- **Problem statement**
Pick up the broadcast transcript on Iran's cyber threat and continue it from its final sentence.

- **Document excerpt**

• • • • •

And I'm Renee Montagne.

We live in a networked world. Our banking, transportation, power, and water systems all depend on computer operations. An attack on the U.S. in cyberspace could bring a halt to normal life here.

INSKEEP: So far, the countries with the greatest cyber capabilities, China and Russia, have little reason to hurt us this way. But soon there may be another country to worry about.

MONTAGNE: NPR's Tom Gjelten reports on the cyber threat from Iran.

TOM GJELTEN, BYLINE: The United States and its allies have brought tremendous pressure on Iran to give up any thought of developing a nuclear weapon. Israel says military action may be needed to destroy Iranian nuclear facilities. If that happens, the Iranians may want to retaliate. They could sponsor terrorist attacks. Or they could go to their computers and wage a cyberwar.

Security expert Dmitri Alperovitch says the Iranians' capabilities should not be underestimated

DMITRI ALPEROVITCH: There is a great deal of worry in terms of what they may be able to do if they're pushed to the brink. And certainly if they believe the regime is threatened, if they believe they're about to be attacked, how can they employ cyber weapons to either to deter that attack or to retaliate in a way that they can't do militarily?

GJELTEN: Iran until now has not been considered a big threat in the cyber domain. But that is changing, says consultant Jeffrey Carr

JEFFREY CARR: They have all the resources and the capabilities necessary to be a major player in terms of cyber warfare.

GJELTEN: In testimony early this year, the director of National Intelligence, James Clapper, said Iran's cyber capabilities have dramatically increased in recent years. Iranian authorities, for example, have organized a cyber army and made use of so-called patriotic hackers to suppress dissident communications, shut down Twitter, and block websites.

• • • • •

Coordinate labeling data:

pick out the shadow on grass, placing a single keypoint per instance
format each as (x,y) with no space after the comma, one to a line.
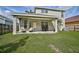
(13,46)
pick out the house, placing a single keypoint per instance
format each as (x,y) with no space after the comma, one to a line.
(72,23)
(42,20)
(6,20)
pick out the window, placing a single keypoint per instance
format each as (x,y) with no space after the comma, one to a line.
(44,11)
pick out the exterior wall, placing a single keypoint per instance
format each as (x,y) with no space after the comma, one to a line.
(38,25)
(72,26)
(5,21)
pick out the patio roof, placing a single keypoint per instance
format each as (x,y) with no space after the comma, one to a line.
(20,15)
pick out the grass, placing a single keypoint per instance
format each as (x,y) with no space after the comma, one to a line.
(40,43)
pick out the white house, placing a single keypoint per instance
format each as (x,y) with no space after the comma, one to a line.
(42,20)
(6,20)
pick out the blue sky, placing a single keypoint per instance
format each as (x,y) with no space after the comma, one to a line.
(71,11)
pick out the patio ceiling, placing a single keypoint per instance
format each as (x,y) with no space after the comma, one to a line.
(34,16)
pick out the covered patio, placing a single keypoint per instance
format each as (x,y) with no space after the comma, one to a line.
(34,23)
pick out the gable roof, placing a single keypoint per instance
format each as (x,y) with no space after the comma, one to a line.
(72,19)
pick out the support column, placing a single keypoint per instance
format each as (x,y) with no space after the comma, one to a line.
(63,24)
(28,25)
(56,29)
(14,26)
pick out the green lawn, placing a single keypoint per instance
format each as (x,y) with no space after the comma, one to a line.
(63,41)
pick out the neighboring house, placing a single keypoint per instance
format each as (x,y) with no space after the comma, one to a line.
(42,20)
(6,21)
(72,23)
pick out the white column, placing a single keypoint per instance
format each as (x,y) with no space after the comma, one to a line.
(14,26)
(56,29)
(63,24)
(19,25)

• • • • •

- **Response to this exercise**
Jeffrey Carr, author of "Inside Cyber Warfare," says these are not easy things to do.

CARR: If the Iranian hackers have demonstrated, you know, a better than average capability, then it's only common sense to assume that the Iranian government is at least as good and probably better. They certainly have the money. They have the desire. And they have access to some of the best schools around the world to train their engineers.

GJELTEN: The big fear in the U.S. is that a cyber attacker could penetrate the computer system that controls a critical asset like the power grid and shut it down. If Iran were caught doing that, it could find itself in a cyber war with the U.S. military. That would probably be a losing proposition.

But there is an alternative. Retired Marine General James Cartwright, the former vice chairman of the Joint Chiefs of Staff, thinks Iran could share its cyber weapons with a group more willing to use them and less vulnerable to counterattack.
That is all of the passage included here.